┌─ Excerpted text
I assume that she knows him from his WWI picture.
>Perhaps she remembers his face from the WW1 photograph.
>Little Zee
I've seen the movie twice - did everybody miss this but me? In one scene,
Madeline Stowe says to Bruce Willis, "I remember you like this", and it's when
he has on the fake hair and mustache. Therefore, how could she be remembering
him from the the WWI photograph? If I'm mistaken about this, someone please
let me know. Otherwise, I'll have to agree with the person who thought this
"remembering" doesn't make any sense - she couldn't remember him from 1996
when it hasn't even happened yet.
Laurie
Laurisa O'Dear
lod...@uiuc.edu
[about how MS's char. talks about remembering BW's char.]
>She looked into the little boy's eyes at the airport and made a
>connection. That little boy
>grew up to be the character Bruce Willis played>
That doesn't work, as it doesn't happen for her until after all the
other events in the movie. I figure she's subconsciously remembering
the WWI photograph.
Maria
I think there is only one answer to that one:
SHE is actually a replicant also.
Thank you, and goodnight.
└─
┌─ Dataset records
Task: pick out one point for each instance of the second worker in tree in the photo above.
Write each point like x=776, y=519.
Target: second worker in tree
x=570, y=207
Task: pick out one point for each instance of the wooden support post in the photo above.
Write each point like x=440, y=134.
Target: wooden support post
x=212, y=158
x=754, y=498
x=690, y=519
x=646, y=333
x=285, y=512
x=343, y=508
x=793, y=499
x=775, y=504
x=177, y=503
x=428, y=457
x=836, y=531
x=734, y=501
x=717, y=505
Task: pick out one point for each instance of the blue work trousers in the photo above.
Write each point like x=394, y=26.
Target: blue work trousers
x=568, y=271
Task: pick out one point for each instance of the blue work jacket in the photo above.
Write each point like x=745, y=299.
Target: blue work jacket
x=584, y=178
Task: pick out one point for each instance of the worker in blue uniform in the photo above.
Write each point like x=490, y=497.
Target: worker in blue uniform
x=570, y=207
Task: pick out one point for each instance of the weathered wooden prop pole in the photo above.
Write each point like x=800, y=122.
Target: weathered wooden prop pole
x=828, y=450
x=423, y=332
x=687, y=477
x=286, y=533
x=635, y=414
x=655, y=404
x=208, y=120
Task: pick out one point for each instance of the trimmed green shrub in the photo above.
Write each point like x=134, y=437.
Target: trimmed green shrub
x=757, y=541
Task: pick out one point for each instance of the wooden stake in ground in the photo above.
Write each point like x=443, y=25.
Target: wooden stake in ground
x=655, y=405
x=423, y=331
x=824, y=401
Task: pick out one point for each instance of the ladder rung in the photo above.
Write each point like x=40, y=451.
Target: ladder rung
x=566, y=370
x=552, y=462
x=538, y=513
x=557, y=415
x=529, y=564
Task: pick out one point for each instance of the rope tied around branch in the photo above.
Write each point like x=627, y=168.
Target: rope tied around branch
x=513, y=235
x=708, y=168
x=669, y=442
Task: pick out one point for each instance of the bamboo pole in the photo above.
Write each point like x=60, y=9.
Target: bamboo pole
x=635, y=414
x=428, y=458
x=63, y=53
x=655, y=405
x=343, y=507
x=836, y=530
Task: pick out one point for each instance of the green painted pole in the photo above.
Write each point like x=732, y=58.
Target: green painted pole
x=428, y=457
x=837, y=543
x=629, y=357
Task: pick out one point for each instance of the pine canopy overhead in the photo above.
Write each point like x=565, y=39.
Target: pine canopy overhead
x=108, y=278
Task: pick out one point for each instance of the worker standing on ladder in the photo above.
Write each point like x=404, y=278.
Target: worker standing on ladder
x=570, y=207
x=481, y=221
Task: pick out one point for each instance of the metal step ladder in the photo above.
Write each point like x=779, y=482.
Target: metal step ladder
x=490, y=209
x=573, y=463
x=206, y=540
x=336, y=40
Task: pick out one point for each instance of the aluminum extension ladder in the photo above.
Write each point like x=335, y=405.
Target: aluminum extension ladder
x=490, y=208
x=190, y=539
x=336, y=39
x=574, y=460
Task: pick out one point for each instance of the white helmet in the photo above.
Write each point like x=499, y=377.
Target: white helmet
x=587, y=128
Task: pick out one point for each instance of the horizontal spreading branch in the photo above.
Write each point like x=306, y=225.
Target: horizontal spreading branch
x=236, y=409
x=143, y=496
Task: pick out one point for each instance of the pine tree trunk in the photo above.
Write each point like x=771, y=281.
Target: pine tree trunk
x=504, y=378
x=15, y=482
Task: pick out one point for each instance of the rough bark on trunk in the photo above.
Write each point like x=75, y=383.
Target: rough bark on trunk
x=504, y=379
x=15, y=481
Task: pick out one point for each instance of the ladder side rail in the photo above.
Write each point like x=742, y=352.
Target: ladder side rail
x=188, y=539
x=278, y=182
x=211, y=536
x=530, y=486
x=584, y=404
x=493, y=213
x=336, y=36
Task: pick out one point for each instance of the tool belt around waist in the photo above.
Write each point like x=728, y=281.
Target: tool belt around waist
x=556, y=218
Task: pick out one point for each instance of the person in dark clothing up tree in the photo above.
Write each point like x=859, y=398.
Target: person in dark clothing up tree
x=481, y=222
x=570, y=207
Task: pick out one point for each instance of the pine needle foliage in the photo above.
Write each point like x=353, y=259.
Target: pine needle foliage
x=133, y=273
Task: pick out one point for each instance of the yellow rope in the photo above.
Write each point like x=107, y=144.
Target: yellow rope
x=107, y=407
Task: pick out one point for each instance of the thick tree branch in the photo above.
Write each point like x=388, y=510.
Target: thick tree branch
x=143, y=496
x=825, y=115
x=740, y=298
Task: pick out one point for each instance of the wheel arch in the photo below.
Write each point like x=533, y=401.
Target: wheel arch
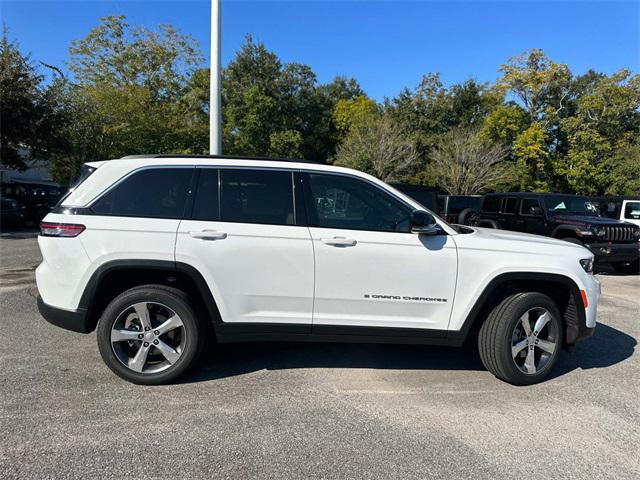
└─
* _Requirement A_
In the movie discussion, what is Bruce Willis wearing when Madeline Stowe says "I remember you like this"?
* _Requirement B_
Transcribe the movie discussion starting at "I assume that" and ending at "even happened yet.".
Work from the movie discussion alone, not the listing.

* _Exercise answer A_
Fake hair and a mustache.

* _Exercise answer B_
I assume that she knows him from his WWI picture.
>Perhaps she remembers his face from the WW1 photograph.
>Little Zee
I've seen the movie twice - did everybody miss this but me? In one scene,
Madeline Stowe says to Bruce Willis, "I remember you like this", and it's when
he has on the fake hair and mustache. Therefore, how could she be remembering
him from the the WWI photograph? If I'm mistaken about this, someone please
let me know. Otherwise, I'll have to agree with the person who thought this
"remembering" doesn't make any sense - she couldn't remember him from 1996
when it hasn't even happened yet.